Direction
Please quote every line word for word.

Provided material
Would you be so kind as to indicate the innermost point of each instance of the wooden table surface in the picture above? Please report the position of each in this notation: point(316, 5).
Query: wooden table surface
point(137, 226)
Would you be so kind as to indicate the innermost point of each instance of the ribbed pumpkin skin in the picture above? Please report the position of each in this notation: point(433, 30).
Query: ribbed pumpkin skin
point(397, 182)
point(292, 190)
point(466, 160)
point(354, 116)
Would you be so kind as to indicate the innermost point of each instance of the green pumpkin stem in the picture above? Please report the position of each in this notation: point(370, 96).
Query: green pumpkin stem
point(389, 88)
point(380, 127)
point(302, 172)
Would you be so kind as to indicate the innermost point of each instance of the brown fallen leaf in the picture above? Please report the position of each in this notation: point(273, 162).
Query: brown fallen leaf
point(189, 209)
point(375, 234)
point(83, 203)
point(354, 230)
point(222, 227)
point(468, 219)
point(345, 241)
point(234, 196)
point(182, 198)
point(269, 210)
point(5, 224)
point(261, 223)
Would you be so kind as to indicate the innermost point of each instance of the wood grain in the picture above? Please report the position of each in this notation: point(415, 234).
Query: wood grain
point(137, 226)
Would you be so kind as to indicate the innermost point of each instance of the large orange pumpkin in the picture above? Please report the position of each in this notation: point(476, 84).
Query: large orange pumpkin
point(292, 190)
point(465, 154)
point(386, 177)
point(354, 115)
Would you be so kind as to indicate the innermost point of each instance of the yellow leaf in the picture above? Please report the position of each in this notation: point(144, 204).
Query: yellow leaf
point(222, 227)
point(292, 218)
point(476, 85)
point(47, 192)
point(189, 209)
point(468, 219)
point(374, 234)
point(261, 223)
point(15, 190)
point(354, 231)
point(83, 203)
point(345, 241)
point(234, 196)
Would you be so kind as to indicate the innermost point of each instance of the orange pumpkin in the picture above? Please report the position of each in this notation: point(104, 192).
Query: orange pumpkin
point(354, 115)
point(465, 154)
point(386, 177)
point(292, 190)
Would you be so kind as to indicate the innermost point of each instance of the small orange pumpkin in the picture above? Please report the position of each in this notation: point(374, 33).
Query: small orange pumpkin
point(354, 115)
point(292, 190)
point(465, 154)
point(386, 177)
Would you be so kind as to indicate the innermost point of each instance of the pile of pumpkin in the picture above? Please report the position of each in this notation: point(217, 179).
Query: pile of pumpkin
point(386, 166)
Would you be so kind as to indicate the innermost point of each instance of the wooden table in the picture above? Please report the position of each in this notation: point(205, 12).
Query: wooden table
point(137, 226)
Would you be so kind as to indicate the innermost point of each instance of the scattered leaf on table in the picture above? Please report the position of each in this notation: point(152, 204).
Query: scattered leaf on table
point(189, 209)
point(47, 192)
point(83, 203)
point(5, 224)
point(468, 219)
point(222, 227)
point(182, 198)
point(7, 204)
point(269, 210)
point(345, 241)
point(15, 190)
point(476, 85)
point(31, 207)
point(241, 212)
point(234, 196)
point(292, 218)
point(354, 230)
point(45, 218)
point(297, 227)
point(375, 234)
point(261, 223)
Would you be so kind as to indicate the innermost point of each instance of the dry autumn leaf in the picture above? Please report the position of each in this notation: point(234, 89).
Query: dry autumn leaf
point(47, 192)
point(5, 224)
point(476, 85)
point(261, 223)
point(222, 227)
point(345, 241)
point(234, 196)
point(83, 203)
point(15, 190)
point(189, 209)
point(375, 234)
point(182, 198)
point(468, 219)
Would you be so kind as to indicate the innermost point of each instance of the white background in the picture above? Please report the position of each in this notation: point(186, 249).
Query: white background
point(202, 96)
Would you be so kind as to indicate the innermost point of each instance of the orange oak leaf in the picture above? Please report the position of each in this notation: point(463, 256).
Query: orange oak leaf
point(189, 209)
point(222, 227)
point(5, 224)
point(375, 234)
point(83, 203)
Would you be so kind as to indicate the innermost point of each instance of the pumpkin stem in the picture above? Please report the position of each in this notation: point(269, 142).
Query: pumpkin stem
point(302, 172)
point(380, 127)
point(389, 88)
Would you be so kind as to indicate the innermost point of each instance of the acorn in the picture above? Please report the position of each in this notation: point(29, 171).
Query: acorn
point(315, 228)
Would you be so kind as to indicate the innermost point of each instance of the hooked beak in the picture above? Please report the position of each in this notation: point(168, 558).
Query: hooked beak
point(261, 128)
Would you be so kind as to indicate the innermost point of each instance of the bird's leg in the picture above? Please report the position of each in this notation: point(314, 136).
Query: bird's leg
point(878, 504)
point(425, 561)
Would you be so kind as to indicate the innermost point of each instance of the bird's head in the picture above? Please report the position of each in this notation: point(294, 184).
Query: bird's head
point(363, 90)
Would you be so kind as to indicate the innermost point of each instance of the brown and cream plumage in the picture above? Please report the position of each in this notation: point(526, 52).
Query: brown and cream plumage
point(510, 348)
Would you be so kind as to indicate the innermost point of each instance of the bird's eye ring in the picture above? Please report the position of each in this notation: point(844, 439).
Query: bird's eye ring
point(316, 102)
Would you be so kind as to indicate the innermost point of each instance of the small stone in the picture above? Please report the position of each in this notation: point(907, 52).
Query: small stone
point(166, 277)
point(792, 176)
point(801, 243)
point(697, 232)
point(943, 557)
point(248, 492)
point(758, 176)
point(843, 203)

The completed task
Would you be so kind as to indicate the innermost point of each instance of the wooden table surface in the picture above? Please report the position of each in this notation: point(316, 5).
Query: wooden table surface
point(137, 226)
Would you be so kind as to indicate the innermost point of each instance of the ribbed pumpkin skin in the picture above? Please report the position of each in this notation: point(433, 30).
Query: ribbed pumpkin skin
point(397, 182)
point(292, 190)
point(466, 160)
point(354, 116)
Would you be so kind as to indicate the innermost point of each instance of the green pumpkin stem in the picture above? Please report the position of each in this notation: point(370, 96).
Query: green pumpkin stem
point(389, 88)
point(380, 127)
point(302, 172)
Would you be so kind as to indicate the innermost point of each instance of the brown fallen leaf in the picture above? Please report the position of each in this notation: point(273, 162).
Query: brown fallen leaf
point(189, 209)
point(375, 234)
point(83, 203)
point(354, 230)
point(222, 227)
point(468, 219)
point(345, 241)
point(234, 196)
point(182, 198)
point(269, 210)
point(5, 224)
point(261, 223)
Would you be so kind as to indicate the innermost point of each instance of the wood grain in the picture above? Please report the position of each in this notation: point(415, 234).
Query: wood grain
point(137, 226)
Would you be so kind as to indicate the innermost point of each instance of the large orange pumpkin in the picture above? Please report the position of each in this notation: point(476, 84).
Query: large orange pumpkin
point(292, 190)
point(465, 154)
point(386, 177)
point(354, 115)
Would you be so kind as to indicate the innermost point of each instance of the yellow leaf in the picture above? Please report the position of each in this notation: point(144, 204).
Query: yellow leaf
point(222, 227)
point(292, 218)
point(476, 85)
point(47, 192)
point(189, 209)
point(468, 219)
point(374, 234)
point(261, 223)
point(15, 190)
point(354, 231)
point(83, 203)
point(345, 241)
point(234, 196)
Would you be so kind as to indicate the innermost point of each instance of the orange pumpkin in the picture above? Please report the position of each in this notation: point(104, 192).
Query: orange pumpkin
point(354, 115)
point(465, 154)
point(386, 177)
point(292, 190)
Would you be so kind as to indicate the innermost point of each instance of the small orange pumpkin in the picture above? Please report the position of each in this notation: point(374, 33).
Query: small orange pumpkin
point(354, 115)
point(292, 190)
point(465, 154)
point(386, 177)
Would you be so kind as to indicate the innermost point of each instance of the pile of pumpkin in the picture above? Please report the position of each in this notation: point(217, 179).
Query: pile of pumpkin
point(386, 166)
Would you be so kind as to indicate the innermost point of each instance of the wooden table in the picture above? Please report the position of each in this notation: point(205, 12).
Query: wooden table
point(137, 226)
Would you be so kind as to indicate the innermost point of each instance of the scattered leaf on table in the picture above? Please report the position of each in this notation: point(152, 204).
Query: scattered leaf on table
point(189, 209)
point(47, 192)
point(83, 203)
point(5, 224)
point(468, 219)
point(222, 227)
point(182, 198)
point(7, 204)
point(269, 210)
point(345, 241)
point(15, 190)
point(476, 85)
point(31, 207)
point(241, 212)
point(234, 196)
point(292, 218)
point(354, 230)
point(45, 218)
point(297, 227)
point(375, 234)
point(261, 223)
Would you be so kind as to indicate the innermost point of each instance of the dry autumn leaf in the picture above? Please report the position of each in this notation: point(234, 89).
Query: dry autumn leaf
point(47, 192)
point(5, 224)
point(476, 85)
point(261, 223)
point(222, 227)
point(345, 241)
point(234, 196)
point(83, 203)
point(15, 190)
point(189, 209)
point(375, 234)
point(182, 198)
point(468, 219)
Would you be so kind as to indicate the innermost point of each instance of the white background in the picture above? Please report the position of each in this notation: point(186, 249).
Query: white background
point(202, 96)
Would you be so kind as to indicate the innermost point of each instance of the orange oak leaf in the picture above? Please report the position of each in this notation: point(463, 256).
Query: orange oak leaf
point(189, 209)
point(222, 227)
point(5, 224)
point(375, 234)
point(83, 203)
Would you be so kind as to indicate the innermost point of each instance of the pumpkin stem in the picture above? Please report the position of each in this notation: point(269, 142).
Query: pumpkin stem
point(302, 172)
point(380, 127)
point(389, 88)
Would you be so kind as to indicate the innermost point of each instance of the acorn in the picture above? Please report the position of each in this notation: point(29, 171).
Query: acorn
point(315, 228)
Would you be so kind as to indicate the innermost point of each instance of the hooked beak in the picture above? Please report the position of each in this notation: point(168, 558).
Query: hooked beak
point(261, 128)
Would you be so kind as to indicate the innermost point of each instance of the bird's leg in the picture above? Please report the position of each in this notation: point(314, 136).
Query: bird's leg
point(878, 504)
point(425, 561)
Would you be so kind as to indicate the innermost point of each instance of the bird's head in the picture above? Please report the position of each in this notation: point(294, 184).
Query: bird's head
point(363, 90)
Would you be so kind as to indicate the innermost point of each instance of the brown and cream plumage in the picture above? Please report the position of each in this notation: point(526, 52).
Query: brown and cream plumage
point(510, 348)
Would you be so kind as to indicate the innermost point of each instance of the bird's eye ring in the picture above? Please report the position of each in this notation: point(844, 439).
Query: bird's eye ring
point(316, 102)
Would you be so kind as to indicate the innermost point of each instance of the small stone in the picture above? Please report the position of each in this notation: point(907, 52).
Query: small stone
point(166, 277)
point(792, 176)
point(801, 243)
point(697, 232)
point(943, 557)
point(248, 492)
point(758, 176)
point(843, 203)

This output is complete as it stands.